— Start TEXT PASSAGE —
UNITED STATES
SECURITIES AND EXCHANGE COMMISSION
Washington, D.C. 20549
SCHEDULE 13D
Under the Securities Exchange Act of 1934
(Amendment No. 2)*
METALLICA RESOURCES INC.
(Name of Issuer) |
Common Shares
(Title of Class of Securities) |
59125J104
(CUSIP Number) |
Sharon E. Thomas
Vice President and Secretary
Newmont Mining Corporation of Canada Limited
Suite 1900, Box 2005
20 Eglinton Avenue West
Toronto, Ontario M4R 1K8
(415) 480-6480
(Name, Address and Telephone Number of Person Authorized to Receive Notices and Communications) |
December 31, 2007
(Date of Event Which Requires Filing of This Statement) |
If the filing person has previously filed a statement on Schedule 13G to report the acquisition that is the subject of this Schedule 13D, and is filing this schedule because of 17 C.F.R. §240.13d-1(e), 17 C.F.R. 240.13d-1(f), or 17 C.F.R. 240.13d-1(g), check the following box. ¨
Note: Schedules filed in paper format shall include a signed original and five copies of the schedule, including all exhibits. See Rule 13d-7 for other parties to whom copies are to be sent.
— End TEXT PASSAGE —
- _PROBLEM STATEMENT_
Using the Schedule 13D cover page, explain the circumstances in which the filing person checks the box.
— Start MATERIAL SHOWN —
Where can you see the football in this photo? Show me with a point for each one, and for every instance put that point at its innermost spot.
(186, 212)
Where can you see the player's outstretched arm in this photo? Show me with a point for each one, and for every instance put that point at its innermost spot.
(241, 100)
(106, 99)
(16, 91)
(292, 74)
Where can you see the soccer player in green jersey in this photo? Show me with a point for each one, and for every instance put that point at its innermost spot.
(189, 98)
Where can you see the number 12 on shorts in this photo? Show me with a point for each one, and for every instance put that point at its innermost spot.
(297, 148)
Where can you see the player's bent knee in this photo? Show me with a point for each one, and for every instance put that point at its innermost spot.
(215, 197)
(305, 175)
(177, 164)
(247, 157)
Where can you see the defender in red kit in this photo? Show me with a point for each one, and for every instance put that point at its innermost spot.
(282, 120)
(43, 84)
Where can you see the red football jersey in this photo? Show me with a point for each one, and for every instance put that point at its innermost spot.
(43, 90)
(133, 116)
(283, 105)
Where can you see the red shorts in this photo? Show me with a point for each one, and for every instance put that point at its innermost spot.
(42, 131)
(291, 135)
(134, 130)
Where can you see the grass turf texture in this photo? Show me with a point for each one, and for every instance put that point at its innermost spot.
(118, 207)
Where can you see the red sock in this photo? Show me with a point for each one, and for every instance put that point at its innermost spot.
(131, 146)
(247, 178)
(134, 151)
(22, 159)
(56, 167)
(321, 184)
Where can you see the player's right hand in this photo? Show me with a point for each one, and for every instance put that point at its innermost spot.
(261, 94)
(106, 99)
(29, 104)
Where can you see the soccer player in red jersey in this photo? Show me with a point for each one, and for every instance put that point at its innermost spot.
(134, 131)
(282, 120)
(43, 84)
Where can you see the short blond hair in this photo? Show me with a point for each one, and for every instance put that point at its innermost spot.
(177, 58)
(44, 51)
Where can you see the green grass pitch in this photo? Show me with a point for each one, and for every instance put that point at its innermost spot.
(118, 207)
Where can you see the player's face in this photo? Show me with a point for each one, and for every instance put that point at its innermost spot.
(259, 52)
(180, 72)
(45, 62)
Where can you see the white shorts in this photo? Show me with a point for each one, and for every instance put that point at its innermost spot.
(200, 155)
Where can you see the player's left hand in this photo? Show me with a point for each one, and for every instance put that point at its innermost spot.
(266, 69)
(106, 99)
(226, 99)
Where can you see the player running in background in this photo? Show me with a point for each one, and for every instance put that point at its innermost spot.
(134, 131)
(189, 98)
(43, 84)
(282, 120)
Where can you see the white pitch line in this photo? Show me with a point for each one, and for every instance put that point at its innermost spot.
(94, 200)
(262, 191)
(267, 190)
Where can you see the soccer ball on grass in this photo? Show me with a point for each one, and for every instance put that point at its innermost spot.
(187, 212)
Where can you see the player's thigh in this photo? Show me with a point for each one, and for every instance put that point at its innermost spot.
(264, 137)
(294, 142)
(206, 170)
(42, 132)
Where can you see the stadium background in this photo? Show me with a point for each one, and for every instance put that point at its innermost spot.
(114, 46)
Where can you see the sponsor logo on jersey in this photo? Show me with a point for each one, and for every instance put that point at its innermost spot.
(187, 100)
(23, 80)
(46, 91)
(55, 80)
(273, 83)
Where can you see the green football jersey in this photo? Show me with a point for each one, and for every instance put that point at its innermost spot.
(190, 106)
— End MATERIAL SHOWN —
- _FINAL RESULT_
The filing person checks the box if they previously filed a statement on Schedule 13G to report the acquisition that this Schedule 13D covers. They must also be filing this schedule because of 17 C.F.R. §240.13d-1(e), 17 C.F.R. 240.13d-1(f), or 17 C.F.R. 240.13d-1(g).